Extrait du texte:
• • • • • • •

RIFLAND (SIWEL) — De l’autocritique ça fait du bien, il en faut pour pouvoir dépasser les difficultés et se construire. Toute société se doit de faire ce travail à contre-coeur, et cela ne peut être que dans son intérêt L’opportunité de ce propos est les déclarations jugées blessantes, blasphématoires et mêmes racistes émises par le bourgmestre / maire de la ville d’Anvers en Flandre en Belgique.

Bart De Wever, leader du parti nationaliste flamand N-VA a cité nommément la communauté amazighe, majoritaire dans cette ville. Le bourgmestre qui a remis en cause la politique d’intégration belge, voulait dire, en substance, que cette communauté est la seule à s’enfermer dans une attitude victimaire, contrairement à d’autres communautés dans la ville, « méfiante envers l’autorité », en son sein il n’y a « pas de mobilité sociale », et enfin qu’elle est « sensible au salafisme ».

• • • • • • •

Lignes de données:
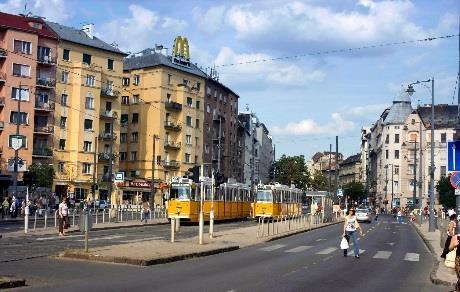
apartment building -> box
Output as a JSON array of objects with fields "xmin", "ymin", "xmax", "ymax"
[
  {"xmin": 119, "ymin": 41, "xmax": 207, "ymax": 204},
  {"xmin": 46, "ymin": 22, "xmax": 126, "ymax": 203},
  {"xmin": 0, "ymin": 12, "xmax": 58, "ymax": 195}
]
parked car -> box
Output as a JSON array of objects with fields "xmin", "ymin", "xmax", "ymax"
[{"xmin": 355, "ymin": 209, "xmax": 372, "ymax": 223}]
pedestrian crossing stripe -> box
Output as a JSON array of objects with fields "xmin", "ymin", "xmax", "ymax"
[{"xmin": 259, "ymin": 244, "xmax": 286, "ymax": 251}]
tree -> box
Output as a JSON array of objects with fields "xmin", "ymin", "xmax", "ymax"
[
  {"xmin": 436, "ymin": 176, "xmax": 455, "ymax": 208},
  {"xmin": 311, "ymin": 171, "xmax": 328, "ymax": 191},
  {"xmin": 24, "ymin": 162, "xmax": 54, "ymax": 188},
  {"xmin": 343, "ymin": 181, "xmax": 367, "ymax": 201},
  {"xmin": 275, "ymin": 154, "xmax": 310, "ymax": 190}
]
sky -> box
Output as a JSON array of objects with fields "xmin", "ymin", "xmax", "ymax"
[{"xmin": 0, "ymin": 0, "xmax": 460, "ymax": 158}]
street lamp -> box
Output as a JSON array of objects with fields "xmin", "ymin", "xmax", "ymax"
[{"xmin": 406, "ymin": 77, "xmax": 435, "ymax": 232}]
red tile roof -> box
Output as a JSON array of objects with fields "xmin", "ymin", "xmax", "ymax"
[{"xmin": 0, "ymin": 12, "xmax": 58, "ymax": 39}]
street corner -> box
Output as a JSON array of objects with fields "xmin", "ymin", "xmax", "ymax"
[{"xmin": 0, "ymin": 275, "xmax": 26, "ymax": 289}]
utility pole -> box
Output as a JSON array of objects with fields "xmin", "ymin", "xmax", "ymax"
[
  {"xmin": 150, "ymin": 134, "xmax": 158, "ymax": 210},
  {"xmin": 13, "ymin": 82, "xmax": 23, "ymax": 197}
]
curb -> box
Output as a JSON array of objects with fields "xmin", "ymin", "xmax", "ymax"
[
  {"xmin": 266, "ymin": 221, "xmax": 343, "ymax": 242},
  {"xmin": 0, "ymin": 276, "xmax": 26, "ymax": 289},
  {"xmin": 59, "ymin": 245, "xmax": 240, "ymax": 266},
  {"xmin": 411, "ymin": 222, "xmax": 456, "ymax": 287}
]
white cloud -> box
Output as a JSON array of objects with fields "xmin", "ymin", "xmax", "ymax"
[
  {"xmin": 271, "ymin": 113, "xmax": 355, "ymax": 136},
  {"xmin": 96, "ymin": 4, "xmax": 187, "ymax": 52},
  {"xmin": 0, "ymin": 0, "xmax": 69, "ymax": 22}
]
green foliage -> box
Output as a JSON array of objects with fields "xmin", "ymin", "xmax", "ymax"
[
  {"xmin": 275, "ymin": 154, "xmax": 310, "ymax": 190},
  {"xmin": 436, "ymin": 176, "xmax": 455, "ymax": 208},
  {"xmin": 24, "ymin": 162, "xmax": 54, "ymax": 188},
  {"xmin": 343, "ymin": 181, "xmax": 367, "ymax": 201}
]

• • • • • • •

Consigne donnée A: Quelles expressions l'extrait cite-t-il entre guillemets ?
Consigne donnée B: Pouvez-vous recopier l'extrait en commençant à « RIFLAND (SIWEL) — » et en terminant à « Flandre en Belgique. » ?

Résultat A:
« méfiante envers l’autorité »
« pas de mobilité sociale »
« sensible au salafisme »

Résultat B:
RIFLAND (SIWEL) — De l’autocritique ça fait du bien, il en faut pour pouvoir dépasser les difficultés et se construire. Toute société se doit de faire ce travail à contre-coeur, et cela ne peut être que dans son intérêt L’opportunité de ce propos est les déclarations jugées blessantes, blasphématoires et mêmes racistes émises par le bourgmestre / maire de la ville d’Anvers en Flandre en Belgique.